Detection examples:
::::::::::

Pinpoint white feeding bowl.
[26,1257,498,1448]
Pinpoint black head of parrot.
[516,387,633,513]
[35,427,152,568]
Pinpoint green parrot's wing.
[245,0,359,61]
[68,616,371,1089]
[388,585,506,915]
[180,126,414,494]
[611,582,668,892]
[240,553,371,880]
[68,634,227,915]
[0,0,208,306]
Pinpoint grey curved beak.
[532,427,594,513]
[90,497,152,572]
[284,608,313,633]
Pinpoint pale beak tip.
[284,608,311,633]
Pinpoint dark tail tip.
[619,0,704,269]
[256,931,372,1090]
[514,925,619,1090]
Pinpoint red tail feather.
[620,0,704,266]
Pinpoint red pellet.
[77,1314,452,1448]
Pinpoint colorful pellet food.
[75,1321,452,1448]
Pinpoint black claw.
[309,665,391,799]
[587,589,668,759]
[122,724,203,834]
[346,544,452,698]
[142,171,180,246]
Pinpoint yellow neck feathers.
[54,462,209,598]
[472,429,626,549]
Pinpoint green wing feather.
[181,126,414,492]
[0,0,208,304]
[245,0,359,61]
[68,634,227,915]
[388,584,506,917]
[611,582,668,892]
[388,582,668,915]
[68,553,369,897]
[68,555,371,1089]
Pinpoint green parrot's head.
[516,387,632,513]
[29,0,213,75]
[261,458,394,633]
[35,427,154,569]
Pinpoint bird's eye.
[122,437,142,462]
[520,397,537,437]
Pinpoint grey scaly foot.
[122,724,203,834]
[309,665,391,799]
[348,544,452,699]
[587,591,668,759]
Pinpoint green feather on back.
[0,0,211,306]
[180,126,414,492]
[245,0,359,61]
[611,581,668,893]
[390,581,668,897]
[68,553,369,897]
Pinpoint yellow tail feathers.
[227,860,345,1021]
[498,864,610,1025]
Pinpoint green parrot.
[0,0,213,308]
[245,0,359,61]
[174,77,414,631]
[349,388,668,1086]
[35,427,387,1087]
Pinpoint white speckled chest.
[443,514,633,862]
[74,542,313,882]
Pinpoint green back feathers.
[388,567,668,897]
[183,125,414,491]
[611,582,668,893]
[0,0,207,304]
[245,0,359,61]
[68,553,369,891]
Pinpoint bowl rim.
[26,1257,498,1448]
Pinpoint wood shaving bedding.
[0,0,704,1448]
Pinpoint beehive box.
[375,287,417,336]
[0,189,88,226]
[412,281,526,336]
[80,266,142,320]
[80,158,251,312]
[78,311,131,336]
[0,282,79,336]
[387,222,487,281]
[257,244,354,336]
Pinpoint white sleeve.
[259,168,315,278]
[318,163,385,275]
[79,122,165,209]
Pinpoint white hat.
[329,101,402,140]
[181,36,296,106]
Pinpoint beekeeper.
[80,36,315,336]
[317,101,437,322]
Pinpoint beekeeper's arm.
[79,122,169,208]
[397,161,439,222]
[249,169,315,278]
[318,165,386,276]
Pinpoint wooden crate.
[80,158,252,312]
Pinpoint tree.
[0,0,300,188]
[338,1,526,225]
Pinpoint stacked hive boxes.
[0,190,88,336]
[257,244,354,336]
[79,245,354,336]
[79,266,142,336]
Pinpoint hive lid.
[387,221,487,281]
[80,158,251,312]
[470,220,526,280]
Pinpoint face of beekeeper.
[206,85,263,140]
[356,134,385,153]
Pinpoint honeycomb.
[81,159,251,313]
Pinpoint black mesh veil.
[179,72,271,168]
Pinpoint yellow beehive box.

::::::::::

◆ Objective ◆
Which lines in the records above contain the word "pellet"? Locate each one and copy it out in full.

◆ Exercise result ◆
Pinpoint red pellet.
Pinpoint colorful pellet food.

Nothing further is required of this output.